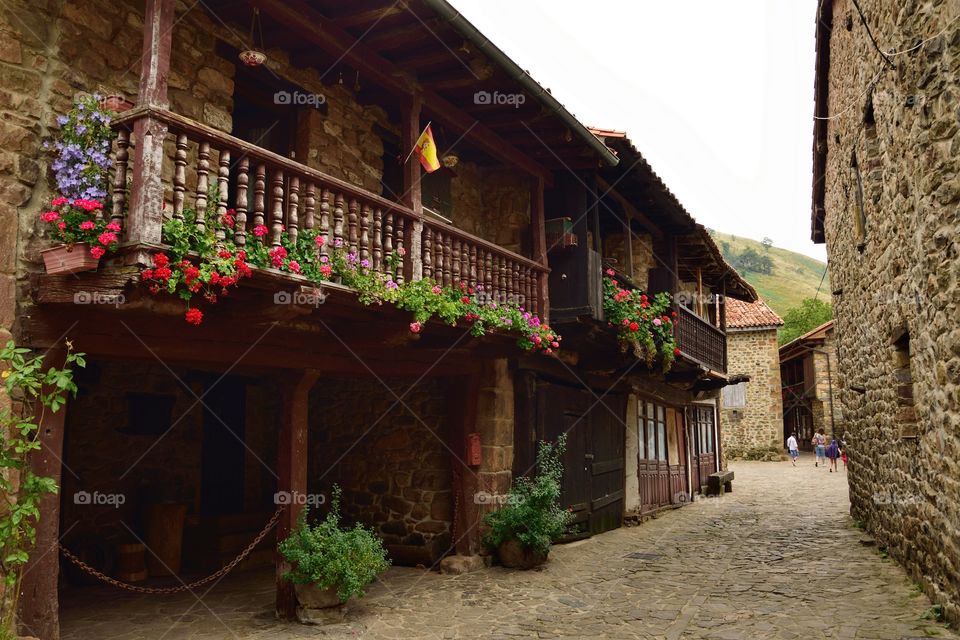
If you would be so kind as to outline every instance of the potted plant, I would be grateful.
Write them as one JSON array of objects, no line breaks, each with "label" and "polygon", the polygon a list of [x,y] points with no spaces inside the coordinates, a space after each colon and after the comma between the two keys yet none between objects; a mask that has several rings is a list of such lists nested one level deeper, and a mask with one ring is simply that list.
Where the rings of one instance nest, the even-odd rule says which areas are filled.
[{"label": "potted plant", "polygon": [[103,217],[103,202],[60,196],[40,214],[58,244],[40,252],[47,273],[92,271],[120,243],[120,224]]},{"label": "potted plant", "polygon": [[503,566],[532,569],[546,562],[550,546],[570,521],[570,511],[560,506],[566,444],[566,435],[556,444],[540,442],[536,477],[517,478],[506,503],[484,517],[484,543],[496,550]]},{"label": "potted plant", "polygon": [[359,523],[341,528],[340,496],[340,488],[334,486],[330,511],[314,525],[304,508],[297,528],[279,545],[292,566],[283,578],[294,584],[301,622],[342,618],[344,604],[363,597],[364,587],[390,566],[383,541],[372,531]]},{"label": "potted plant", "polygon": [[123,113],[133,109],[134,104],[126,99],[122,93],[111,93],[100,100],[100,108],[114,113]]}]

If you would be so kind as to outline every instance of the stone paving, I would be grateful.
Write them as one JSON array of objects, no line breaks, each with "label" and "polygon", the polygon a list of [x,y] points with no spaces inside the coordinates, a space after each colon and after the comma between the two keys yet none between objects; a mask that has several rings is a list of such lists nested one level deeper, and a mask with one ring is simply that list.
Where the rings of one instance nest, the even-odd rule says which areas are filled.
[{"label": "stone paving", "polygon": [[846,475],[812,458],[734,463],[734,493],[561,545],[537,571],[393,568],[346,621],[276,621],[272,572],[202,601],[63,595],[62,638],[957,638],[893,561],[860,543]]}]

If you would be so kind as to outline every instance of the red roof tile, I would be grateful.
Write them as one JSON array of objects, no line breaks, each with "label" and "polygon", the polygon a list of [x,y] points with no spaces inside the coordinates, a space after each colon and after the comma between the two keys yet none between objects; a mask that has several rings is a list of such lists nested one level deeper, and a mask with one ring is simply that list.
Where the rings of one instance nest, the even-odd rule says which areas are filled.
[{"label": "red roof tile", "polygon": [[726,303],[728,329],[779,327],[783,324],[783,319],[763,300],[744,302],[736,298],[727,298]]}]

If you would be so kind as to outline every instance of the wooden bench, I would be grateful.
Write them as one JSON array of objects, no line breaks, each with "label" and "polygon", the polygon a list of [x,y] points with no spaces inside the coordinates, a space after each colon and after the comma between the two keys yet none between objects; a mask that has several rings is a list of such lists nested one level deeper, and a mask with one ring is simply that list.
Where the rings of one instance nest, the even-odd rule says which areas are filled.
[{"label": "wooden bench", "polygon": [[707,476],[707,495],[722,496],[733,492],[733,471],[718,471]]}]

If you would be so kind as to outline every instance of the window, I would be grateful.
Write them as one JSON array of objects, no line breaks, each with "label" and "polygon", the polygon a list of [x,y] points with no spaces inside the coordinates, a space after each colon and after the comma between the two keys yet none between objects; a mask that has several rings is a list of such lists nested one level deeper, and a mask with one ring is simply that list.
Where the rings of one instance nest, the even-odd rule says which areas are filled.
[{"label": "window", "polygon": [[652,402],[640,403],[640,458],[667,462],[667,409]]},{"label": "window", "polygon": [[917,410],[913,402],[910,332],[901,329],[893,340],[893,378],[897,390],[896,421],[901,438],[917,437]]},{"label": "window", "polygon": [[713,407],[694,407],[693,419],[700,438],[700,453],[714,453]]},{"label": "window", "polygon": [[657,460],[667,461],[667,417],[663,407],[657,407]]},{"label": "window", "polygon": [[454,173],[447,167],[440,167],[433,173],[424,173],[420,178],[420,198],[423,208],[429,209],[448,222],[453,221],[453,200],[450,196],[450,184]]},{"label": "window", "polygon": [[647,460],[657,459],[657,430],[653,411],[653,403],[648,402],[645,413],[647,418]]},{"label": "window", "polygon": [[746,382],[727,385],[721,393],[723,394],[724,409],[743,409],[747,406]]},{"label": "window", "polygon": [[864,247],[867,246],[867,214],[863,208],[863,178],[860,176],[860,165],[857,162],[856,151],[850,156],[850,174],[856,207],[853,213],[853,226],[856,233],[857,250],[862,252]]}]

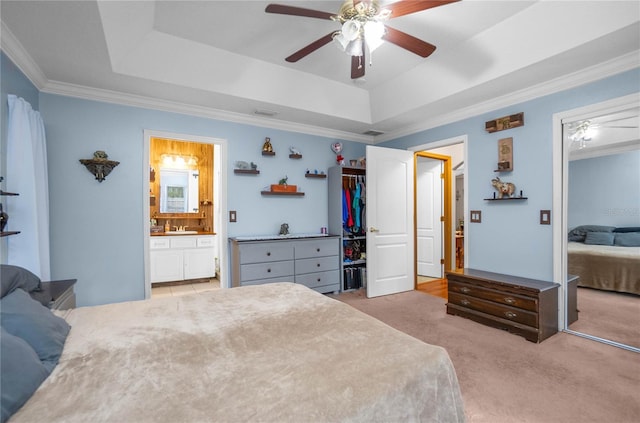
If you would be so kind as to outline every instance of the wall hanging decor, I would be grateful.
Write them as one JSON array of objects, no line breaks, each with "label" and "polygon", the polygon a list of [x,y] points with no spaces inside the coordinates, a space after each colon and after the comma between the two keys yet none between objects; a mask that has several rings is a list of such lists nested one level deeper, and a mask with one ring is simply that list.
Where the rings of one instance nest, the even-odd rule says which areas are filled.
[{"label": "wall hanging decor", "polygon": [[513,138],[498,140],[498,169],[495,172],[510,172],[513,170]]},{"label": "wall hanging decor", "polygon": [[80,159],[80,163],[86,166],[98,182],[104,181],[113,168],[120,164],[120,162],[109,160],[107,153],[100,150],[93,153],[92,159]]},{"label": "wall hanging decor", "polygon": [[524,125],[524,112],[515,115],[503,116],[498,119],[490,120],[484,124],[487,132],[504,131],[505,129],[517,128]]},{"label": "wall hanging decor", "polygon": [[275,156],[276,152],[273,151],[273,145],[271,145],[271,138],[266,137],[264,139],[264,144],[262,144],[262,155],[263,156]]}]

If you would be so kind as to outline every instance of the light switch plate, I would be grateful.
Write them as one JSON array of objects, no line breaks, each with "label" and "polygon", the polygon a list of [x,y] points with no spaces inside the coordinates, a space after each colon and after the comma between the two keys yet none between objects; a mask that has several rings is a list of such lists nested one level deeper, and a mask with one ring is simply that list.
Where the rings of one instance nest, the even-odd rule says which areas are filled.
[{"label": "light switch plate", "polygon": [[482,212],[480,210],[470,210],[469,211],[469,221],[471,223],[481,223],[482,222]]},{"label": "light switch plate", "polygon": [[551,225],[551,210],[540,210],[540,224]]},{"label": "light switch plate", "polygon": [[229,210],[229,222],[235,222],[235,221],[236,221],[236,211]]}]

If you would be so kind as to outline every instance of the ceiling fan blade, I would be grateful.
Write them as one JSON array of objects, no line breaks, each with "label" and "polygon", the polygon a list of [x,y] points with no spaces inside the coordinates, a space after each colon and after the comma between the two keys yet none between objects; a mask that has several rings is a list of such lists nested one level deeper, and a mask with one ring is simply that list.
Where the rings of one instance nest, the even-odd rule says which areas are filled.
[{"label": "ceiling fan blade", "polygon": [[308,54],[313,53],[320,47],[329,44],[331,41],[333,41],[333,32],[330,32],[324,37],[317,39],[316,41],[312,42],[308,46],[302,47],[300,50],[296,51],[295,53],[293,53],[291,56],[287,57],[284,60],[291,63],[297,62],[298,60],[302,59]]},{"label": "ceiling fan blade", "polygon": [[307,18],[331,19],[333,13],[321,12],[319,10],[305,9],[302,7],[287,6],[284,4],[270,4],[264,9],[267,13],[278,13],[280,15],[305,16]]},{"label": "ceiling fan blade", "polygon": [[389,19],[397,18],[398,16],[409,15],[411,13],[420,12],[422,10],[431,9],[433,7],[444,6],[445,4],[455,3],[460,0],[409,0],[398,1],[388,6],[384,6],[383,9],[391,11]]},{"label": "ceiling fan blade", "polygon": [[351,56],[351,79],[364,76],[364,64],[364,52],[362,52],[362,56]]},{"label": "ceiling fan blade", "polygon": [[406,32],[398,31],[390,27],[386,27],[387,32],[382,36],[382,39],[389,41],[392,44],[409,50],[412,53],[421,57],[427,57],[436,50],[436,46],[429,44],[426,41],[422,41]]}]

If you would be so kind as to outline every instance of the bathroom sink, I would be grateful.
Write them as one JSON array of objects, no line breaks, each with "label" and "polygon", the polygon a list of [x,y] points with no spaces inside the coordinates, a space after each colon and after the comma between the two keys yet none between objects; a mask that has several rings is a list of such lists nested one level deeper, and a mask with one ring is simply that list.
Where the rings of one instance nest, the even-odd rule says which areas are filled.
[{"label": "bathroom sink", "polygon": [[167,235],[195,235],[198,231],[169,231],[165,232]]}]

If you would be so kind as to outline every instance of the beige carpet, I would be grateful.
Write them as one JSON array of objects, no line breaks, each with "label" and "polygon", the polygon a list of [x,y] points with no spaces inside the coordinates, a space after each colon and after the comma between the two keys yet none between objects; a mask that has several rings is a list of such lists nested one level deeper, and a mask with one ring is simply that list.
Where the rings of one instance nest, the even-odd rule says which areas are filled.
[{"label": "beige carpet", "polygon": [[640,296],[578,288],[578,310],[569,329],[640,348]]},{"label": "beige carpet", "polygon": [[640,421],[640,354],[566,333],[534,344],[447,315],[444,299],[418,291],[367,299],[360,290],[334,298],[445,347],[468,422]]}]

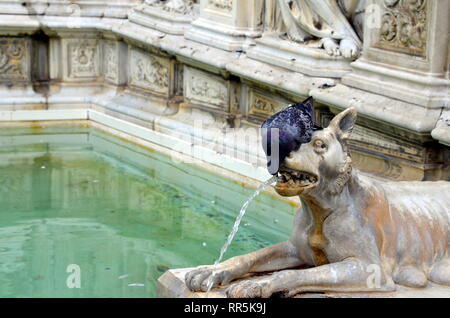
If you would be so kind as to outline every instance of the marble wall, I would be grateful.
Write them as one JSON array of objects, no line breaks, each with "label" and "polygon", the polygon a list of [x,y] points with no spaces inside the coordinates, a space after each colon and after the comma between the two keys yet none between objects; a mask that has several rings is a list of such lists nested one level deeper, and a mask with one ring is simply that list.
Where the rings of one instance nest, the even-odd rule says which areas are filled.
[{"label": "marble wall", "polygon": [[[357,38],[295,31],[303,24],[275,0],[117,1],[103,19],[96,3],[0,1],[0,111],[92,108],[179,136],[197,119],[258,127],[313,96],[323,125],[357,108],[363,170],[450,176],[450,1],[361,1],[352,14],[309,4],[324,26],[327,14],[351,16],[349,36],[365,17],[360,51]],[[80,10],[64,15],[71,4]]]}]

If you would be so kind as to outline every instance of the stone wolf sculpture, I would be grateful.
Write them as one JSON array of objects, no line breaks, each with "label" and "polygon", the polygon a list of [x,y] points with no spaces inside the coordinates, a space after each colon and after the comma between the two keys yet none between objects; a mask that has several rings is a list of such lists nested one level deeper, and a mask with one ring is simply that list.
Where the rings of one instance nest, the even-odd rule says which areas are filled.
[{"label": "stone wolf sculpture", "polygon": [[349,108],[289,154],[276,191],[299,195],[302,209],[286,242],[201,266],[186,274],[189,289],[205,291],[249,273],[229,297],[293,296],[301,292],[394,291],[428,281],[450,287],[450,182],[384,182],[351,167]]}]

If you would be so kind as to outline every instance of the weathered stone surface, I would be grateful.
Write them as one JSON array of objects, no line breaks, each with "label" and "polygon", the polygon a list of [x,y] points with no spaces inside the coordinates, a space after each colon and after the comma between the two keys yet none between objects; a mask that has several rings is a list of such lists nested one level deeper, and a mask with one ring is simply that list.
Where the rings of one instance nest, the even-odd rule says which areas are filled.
....................
#### PROBLEM
Write out exactly the lines above, from the very first through the line containing "paving, I would be grateful.", both kept, with the pictures removed.

#### EXERCISE ANSWER
If you would be so kind as to outline every instance of the potted plant, I would be grateful.
Write them as one JSON array of objects, no line breaks, each with "label" and "polygon", the polygon a list of [x,y] points with no spaces inside the coordinates, a space after each colon and after the comma between the two keys yet none between objects; a mask that has several rings is a list of such lists nested one level deeper, and a mask with one ring is simply that list.
Where the rings of one instance nest, the even-odd rule says which areas are filled.
[{"label": "potted plant", "polygon": [[103,217],[103,202],[60,196],[40,214],[58,244],[40,252],[47,273],[92,271],[120,243],[120,224]]},{"label": "potted plant", "polygon": [[503,566],[532,569],[546,562],[550,546],[570,521],[570,511],[560,506],[566,444],[566,435],[556,444],[540,442],[536,477],[517,478],[506,503],[484,517],[484,543],[496,550]]},{"label": "potted plant", "polygon": [[359,523],[341,528],[340,496],[340,488],[334,486],[330,511],[314,525],[304,508],[297,528],[279,545],[292,566],[283,578],[294,584],[301,622],[342,618],[344,604],[363,597],[364,587],[390,566],[383,541],[372,531]]},{"label": "potted plant", "polygon": [[123,113],[133,109],[134,104],[126,99],[122,93],[111,93],[100,100],[100,108],[114,113]]}]

If you would be so kind as to outline every instance of the stone paving, I would be grateful.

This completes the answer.